Exercise aim:
Copy out every line from the one holding "TARGET = white lane marking" through the end of the records, inclusive, and offset each point coordinate by adding 19 to it.

— start Records for this exercise —

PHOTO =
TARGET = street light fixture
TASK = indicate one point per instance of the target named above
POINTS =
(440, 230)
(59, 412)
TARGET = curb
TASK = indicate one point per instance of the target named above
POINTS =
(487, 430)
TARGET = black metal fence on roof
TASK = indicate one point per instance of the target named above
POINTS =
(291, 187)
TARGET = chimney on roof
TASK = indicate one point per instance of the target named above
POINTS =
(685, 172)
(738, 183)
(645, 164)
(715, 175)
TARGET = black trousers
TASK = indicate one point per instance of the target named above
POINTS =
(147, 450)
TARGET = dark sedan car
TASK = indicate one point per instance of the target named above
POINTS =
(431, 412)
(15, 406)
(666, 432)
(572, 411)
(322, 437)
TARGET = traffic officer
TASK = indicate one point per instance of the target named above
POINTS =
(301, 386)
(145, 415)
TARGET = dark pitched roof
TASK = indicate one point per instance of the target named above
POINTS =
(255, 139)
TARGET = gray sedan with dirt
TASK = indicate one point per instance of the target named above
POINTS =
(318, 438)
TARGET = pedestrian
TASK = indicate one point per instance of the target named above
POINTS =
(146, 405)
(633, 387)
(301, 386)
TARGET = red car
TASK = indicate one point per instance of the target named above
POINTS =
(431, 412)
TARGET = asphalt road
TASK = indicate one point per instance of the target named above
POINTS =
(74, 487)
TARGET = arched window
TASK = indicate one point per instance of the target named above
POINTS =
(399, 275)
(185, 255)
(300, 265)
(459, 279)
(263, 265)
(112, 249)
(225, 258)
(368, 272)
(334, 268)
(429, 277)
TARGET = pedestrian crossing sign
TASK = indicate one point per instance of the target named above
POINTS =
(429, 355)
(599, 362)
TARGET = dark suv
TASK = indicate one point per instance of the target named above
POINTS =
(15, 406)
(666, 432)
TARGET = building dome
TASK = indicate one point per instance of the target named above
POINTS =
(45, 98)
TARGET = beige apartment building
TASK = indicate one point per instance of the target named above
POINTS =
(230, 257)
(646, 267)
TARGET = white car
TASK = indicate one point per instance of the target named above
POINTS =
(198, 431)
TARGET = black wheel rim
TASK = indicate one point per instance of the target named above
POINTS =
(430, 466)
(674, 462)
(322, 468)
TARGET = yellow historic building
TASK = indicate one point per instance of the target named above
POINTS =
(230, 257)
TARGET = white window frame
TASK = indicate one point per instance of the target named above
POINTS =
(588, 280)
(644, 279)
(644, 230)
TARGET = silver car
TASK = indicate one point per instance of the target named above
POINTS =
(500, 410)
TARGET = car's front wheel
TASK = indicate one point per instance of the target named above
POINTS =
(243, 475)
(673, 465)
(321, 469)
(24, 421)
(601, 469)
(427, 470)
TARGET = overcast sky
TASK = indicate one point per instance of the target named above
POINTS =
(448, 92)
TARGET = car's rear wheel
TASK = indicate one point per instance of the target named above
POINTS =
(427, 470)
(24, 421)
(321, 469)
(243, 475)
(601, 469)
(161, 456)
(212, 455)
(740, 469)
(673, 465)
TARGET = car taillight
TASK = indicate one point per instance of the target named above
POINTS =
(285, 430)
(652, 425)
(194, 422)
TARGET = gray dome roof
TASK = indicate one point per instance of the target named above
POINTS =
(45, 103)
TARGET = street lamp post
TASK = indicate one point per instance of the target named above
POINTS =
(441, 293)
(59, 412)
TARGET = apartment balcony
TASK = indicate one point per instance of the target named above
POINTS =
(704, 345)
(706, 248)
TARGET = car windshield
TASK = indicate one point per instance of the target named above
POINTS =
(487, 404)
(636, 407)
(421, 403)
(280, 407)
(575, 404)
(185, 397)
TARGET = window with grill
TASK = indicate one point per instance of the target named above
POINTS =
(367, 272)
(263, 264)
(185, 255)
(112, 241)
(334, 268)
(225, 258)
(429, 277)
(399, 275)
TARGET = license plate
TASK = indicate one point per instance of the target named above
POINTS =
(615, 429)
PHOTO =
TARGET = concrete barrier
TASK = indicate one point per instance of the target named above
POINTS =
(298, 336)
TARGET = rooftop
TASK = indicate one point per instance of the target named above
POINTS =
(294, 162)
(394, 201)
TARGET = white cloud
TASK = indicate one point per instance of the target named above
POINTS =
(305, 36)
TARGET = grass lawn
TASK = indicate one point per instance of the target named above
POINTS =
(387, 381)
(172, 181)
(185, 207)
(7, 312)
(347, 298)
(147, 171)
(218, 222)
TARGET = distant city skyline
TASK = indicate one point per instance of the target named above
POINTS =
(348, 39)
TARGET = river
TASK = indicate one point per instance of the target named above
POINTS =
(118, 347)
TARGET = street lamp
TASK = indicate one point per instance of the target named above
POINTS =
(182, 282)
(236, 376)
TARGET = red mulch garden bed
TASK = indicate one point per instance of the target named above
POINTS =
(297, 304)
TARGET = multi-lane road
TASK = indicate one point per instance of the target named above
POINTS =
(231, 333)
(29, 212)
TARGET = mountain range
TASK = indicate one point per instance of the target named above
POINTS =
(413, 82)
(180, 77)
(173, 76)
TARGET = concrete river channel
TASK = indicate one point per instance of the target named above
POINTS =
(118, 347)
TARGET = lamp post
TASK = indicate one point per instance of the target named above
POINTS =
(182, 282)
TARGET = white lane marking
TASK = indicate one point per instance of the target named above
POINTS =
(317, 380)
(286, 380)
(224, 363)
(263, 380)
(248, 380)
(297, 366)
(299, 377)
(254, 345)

— end Records for this exercise —

Task answer:
TARGET = white lane marking
TASK = indicate one point per instance of the target named above
POINTS =
(336, 399)
(305, 399)
(243, 382)
(282, 399)
(267, 399)
(316, 385)
(318, 396)
(273, 364)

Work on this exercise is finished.